▸ **Task instructions**: From the items below, pull out every line containing the word "bank" and copy each one.
— START Material to process —
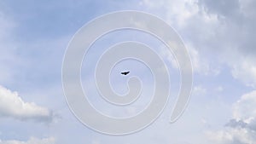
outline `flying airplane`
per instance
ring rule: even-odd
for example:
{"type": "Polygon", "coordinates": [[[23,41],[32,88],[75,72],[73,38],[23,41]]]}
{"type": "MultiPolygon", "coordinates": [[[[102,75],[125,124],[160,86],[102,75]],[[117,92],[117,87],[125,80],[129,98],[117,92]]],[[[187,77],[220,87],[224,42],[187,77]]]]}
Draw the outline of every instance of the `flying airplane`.
{"type": "Polygon", "coordinates": [[[121,74],[125,75],[125,76],[126,76],[128,73],[130,73],[130,72],[121,72],[121,74]]]}

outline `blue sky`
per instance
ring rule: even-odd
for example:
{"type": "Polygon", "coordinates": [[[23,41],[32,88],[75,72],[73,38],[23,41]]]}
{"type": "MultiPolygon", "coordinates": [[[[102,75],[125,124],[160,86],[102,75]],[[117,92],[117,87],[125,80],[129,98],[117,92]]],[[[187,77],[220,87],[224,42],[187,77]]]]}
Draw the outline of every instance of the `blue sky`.
{"type": "MultiPolygon", "coordinates": [[[[255,144],[255,6],[253,0],[1,1],[0,144],[255,144]],[[92,89],[89,99],[98,110],[124,115],[125,109],[103,104],[93,95],[91,68],[110,45],[127,40],[147,43],[171,73],[171,98],[161,116],[142,131],[111,136],[88,129],[69,110],[61,84],[65,49],[81,26],[117,10],[157,15],[183,38],[193,63],[194,85],[190,102],[176,123],[168,123],[180,80],[172,53],[151,36],[128,30],[109,33],[92,46],[84,60],[89,63],[82,67],[83,84],[92,89]]],[[[116,77],[125,67],[151,84],[146,66],[127,60],[111,75],[116,91],[126,90],[127,78],[116,77]]],[[[135,112],[146,105],[151,90],[152,85],[144,84],[145,99],[136,103],[135,112]]]]}

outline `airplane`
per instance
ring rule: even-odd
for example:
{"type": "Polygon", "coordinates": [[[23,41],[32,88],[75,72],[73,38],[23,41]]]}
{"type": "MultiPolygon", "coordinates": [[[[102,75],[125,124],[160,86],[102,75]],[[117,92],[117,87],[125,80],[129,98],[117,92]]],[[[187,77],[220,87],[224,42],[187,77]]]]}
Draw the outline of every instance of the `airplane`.
{"type": "Polygon", "coordinates": [[[125,75],[125,76],[126,76],[128,73],[130,73],[130,72],[121,72],[121,74],[125,75]]]}

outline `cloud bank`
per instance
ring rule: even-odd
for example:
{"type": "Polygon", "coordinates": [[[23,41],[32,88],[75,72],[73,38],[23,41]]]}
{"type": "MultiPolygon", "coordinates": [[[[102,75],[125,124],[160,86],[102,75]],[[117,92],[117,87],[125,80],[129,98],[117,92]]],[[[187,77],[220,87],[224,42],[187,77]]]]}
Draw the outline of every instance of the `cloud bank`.
{"type": "Polygon", "coordinates": [[[255,144],[256,90],[243,95],[233,105],[233,118],[223,130],[207,135],[215,144],[255,144]]]}
{"type": "Polygon", "coordinates": [[[25,102],[17,92],[0,86],[0,118],[50,122],[53,113],[33,102],[25,102]]]}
— END Material to process —
▸ **Full solution**:
outline `cloud bank`
Draw the outline of every instance of the `cloud bank`.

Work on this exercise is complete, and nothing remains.